**PAGE EXTRACT**
== Segment start ==
On Tuesday night, Kanye West patched an album. That might sound odd, but that’s the best way to describe it. The initial version that West released on Tidal was, to his mind, full of bugs and glitches. And, as though it were a video game or an app or another big software release, he updated the album, patched the bugs, and released a new version on Tidal.
In video-game development, these bugs are referred to as “known shippables,” meaning that developers are aware of them, but the defects are not crippling, and they can be fixed after release. Most video games these days are released alongside day-one patches meant to correct problems that weren’t remedied by the time discs started to be manufactured. Developers have come to rely on the day-one patch so much that several high-profile releases, like Battlefield 4 and Assassin’s Creed Unity, have launched with serious glitches, at times unplayable.
In updating TLOP, Kanye was addressing the known shippables in his album. “Ima fix wolves,” he tweeted shortly after its release, referring to the album’s final track. And, by all accounts, he did last night, even separating Frank Ocean’s vocals into a new track not included in the original release. He also changed at least one lyric, according to a Reddit thread tracking the changes.
Kanye is, if not the first, certainly the highest-profile artist to consider music as a service, rather than a one-off product. Software companies have been moving toward similar models in recent years: Instead of marquee releases, they ship incremental upgrades and feature additions on a more regular basis — small steps instead of one massive leap. Adobe’s creative tools used to cost hundreds of dollars, now they cost a much lower (but never-ending) subscription fee. Microsoft’s latest suite of Office applications offers a similar pricing scheme. Apple’s recent trend of a rebranded, free OS X upgrade every year is high-speed relative to other OS release schedules.
That’s what Kanye evidently hopes to achieve with his music: a perpetual motion machine of releasing new material and patching it. He’s announced plans for another two albums this year (one named after the early TurboGrafx-16 game console). Three major feature releases is an outsize output for a musician right now, but not a nimble tech company.
It’s in part a business decision — a confluence of trends affecting both the software and tech industries and the music industry. What is true of Adobe Photoshop is true of The Life of Pablo, too: The rise of digital distribution means piracy is all but guaranteed for high-profile one-offs; people are increasingly tied to always-online devices, and much of what they do “on their phones” is really taking place far away, on cloud servers owned by much larger companies; platforms and distribution channels have been consolidated, and developers and musicians can both make use of that consolidation to exert more control over their products.
== Segment end ==
**RECORD SET**
== Segment start ==
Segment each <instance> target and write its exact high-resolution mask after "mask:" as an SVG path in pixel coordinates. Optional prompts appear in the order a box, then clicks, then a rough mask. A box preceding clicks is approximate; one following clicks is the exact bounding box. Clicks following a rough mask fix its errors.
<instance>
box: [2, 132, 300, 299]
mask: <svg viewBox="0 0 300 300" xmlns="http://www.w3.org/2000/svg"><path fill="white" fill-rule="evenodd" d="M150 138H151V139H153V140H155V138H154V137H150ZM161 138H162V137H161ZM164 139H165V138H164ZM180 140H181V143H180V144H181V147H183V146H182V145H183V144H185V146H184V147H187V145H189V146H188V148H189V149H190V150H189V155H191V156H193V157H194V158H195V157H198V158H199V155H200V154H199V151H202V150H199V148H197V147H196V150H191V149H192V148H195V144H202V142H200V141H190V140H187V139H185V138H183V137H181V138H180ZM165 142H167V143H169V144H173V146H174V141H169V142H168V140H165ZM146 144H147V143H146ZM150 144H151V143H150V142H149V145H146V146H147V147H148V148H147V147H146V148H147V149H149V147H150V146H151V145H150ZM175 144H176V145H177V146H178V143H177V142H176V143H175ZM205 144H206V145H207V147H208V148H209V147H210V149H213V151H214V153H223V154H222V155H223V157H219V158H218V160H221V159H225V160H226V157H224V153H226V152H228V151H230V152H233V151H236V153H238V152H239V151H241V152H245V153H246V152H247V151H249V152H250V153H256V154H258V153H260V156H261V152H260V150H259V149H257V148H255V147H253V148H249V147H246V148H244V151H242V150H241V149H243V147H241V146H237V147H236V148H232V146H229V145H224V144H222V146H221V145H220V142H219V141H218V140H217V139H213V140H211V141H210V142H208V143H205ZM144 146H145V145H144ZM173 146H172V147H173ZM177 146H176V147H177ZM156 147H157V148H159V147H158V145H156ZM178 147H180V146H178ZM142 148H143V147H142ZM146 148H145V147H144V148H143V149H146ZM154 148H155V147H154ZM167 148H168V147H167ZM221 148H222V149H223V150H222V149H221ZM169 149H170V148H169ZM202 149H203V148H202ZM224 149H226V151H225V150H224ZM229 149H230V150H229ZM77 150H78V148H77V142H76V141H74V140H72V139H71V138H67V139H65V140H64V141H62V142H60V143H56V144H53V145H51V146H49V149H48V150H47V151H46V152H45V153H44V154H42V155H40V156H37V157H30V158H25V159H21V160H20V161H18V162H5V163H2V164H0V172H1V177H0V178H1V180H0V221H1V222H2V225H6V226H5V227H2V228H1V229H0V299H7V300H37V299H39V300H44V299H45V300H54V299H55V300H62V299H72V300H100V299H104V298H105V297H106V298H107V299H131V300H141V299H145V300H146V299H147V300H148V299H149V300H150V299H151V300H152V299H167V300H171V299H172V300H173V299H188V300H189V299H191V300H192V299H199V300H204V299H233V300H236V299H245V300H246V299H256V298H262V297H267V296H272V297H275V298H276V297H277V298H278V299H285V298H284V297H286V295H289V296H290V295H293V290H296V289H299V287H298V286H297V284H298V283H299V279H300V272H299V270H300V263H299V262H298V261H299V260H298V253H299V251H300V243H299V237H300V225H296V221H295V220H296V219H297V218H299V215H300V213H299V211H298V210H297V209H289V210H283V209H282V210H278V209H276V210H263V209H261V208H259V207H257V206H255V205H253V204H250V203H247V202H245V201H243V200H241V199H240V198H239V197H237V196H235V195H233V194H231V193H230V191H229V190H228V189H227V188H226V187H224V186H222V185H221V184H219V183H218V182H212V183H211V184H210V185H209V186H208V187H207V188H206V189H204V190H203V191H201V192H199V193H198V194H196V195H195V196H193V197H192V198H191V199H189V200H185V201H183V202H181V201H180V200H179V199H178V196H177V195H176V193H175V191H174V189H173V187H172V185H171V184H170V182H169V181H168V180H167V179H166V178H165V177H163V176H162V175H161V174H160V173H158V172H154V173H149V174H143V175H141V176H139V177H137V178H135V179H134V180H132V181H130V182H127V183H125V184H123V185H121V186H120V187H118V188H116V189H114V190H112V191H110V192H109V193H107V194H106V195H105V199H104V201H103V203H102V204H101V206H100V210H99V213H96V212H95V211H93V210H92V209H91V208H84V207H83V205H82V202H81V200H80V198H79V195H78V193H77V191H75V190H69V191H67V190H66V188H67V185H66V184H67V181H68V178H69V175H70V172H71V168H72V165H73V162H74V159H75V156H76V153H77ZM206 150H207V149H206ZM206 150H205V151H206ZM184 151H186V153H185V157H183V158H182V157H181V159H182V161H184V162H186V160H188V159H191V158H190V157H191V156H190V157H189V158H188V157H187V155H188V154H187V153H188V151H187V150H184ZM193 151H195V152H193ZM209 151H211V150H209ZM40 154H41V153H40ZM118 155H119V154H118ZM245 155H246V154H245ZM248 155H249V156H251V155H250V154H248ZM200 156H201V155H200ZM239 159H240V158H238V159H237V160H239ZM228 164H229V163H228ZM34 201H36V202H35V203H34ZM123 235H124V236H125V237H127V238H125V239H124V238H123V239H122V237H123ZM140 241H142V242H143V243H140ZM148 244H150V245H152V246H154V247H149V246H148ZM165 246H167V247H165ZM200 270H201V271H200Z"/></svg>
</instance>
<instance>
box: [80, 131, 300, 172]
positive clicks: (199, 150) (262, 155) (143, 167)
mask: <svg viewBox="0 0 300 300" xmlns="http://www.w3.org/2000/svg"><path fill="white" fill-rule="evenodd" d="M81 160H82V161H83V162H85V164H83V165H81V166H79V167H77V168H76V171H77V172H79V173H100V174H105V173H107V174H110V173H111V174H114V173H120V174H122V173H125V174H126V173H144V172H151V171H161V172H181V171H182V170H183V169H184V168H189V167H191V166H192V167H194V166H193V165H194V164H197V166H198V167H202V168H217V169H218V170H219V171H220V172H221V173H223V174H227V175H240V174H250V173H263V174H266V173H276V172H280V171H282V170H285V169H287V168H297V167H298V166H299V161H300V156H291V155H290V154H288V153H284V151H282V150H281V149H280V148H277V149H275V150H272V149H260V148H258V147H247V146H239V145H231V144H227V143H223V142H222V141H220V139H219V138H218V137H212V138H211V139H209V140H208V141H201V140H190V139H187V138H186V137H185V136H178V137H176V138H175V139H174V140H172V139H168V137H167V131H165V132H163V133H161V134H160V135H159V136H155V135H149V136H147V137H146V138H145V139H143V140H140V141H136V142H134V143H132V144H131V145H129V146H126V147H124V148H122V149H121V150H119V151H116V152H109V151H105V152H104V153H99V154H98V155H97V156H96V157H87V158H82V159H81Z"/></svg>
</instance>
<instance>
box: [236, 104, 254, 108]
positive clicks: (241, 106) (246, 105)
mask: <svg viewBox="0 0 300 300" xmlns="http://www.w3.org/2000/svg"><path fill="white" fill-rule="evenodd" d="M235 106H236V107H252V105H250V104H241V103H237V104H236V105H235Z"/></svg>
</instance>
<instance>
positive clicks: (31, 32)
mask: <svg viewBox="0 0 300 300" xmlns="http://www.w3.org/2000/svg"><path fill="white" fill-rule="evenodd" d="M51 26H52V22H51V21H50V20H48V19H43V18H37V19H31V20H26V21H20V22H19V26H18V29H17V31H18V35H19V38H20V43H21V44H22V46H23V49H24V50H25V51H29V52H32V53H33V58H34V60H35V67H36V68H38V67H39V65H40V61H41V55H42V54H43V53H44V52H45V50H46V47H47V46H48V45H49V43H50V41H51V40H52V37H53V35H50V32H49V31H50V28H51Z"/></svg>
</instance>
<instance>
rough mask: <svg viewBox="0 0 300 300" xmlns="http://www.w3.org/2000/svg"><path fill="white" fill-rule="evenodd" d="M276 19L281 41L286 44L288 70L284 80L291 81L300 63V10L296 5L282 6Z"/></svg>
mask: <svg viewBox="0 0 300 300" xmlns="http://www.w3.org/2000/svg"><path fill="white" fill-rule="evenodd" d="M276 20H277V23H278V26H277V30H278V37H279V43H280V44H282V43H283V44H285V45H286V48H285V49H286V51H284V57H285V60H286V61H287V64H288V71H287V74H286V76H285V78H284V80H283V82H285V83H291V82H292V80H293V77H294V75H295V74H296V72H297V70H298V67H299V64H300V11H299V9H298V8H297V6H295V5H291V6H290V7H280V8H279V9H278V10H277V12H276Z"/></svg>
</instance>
== Segment end ==
**STUDY QUESTIONS**
1/ In the article about Kanye West patching an album, list the companies named as examples in the paragraph that begins "Kanye is, if not the first".
2/ Reproduce the part of the article about Kanye West patching an album from "It’s in part" to "over their products.", without changing any words.

**RESULTS**
1/ Adobe, Microsoft, Apple

2/
It’s in part a business decision — a confluence of trends affecting both the software and tech industries and the music industry. What is true of Adobe Photoshop is true of The Life of Pablo, too: The rise of digital distribution means piracy is all but guaranteed for high-profile one-offs; people are increasingly tied to always-online devices, and much of what they do “on their phones” is really taking place far away, on cloud servers owned by much larger companies; platforms and distribution channels have been consolidated, and developers and musicians can both make use of that consolidation to exert more control over their products.